Referring expression data:
────

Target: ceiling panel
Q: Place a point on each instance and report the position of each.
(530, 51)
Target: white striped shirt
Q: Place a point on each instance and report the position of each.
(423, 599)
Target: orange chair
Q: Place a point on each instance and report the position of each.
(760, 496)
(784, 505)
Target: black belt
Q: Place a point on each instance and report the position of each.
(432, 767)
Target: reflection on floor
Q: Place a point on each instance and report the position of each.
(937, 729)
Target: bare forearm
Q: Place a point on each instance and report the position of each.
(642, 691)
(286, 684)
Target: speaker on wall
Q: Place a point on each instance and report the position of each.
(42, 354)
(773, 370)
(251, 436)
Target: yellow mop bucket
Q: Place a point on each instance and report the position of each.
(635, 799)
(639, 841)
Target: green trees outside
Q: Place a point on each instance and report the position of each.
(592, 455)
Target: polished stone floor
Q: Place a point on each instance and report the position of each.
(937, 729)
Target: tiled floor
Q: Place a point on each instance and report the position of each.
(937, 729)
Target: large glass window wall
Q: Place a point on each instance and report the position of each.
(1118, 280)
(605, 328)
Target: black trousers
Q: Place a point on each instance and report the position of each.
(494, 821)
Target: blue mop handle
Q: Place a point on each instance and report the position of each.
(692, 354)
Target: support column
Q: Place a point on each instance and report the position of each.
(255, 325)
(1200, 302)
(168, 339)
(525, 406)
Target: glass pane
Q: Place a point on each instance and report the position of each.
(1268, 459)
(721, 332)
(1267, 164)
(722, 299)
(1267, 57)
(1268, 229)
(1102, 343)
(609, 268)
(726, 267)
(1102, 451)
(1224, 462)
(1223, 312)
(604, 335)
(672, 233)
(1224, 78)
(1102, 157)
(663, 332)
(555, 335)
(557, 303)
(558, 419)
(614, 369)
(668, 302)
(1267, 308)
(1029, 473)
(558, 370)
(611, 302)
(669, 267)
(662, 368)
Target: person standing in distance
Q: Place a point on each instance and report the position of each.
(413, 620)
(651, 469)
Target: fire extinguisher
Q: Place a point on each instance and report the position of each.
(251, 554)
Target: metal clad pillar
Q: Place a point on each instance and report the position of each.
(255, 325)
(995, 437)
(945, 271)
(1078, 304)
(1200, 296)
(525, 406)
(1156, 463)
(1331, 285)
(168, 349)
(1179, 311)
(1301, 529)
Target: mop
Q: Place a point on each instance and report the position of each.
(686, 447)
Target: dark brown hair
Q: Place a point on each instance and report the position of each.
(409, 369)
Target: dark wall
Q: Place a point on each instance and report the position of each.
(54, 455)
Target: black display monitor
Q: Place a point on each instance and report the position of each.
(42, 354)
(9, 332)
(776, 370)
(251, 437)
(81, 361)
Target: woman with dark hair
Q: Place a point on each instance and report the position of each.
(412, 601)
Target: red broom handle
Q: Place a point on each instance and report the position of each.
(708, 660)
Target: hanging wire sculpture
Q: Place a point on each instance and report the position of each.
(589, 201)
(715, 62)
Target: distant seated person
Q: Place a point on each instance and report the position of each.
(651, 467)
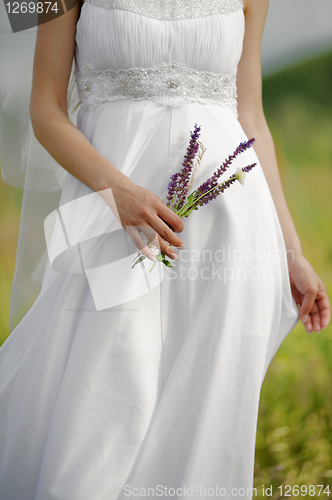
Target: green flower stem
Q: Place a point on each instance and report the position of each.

────

> [What the task asks]
The response must hold only the lines above from the line with "Target: white striped shirt" through the line with "Target: glass pane", each copied exactly, both ends kept.

> [Solved problem]
Target: white striped shirt
Q: Place a point on each instance and report the position of each.
(423, 599)
Target: orange chair
Q: Place a point on each instance and report the position of each.
(760, 496)
(784, 505)
Target: black belt
Q: Place a point on each instance and report the position of each.
(432, 767)
Target: reflection on floor
Q: Place a point on each instance and report the position of each.
(937, 729)
Target: bare forearm
Q: Place a point on each instance and report the position of each.
(642, 691)
(286, 684)
Target: speaker on wall
Q: Place a point on each instance and report the position of each.
(42, 354)
(773, 370)
(251, 436)
Target: yellow mop bucket
Q: Place a point on each instance and report the position of each.
(635, 799)
(639, 841)
Target: green trees outside
Q: Place a point on each instance and report the position of each.
(592, 455)
Target: polished stone floor
Q: Place a point on each instance and report the position of each.
(937, 729)
Target: tiled floor
Q: Place a point on each instance and report the position of each.
(937, 729)
Target: large glass window wall
Q: Place a point on each instance and report the position of each.
(1118, 280)
(605, 328)
Target: black trousers
Q: Place a point on each instance and report the position of each.
(494, 821)
Target: blue mop handle
Q: Place a point on each instance and report the position of each.
(692, 354)
Target: support column
Q: Place a point on each instance and report the position of each.
(255, 325)
(1200, 302)
(168, 339)
(525, 406)
Target: glass pane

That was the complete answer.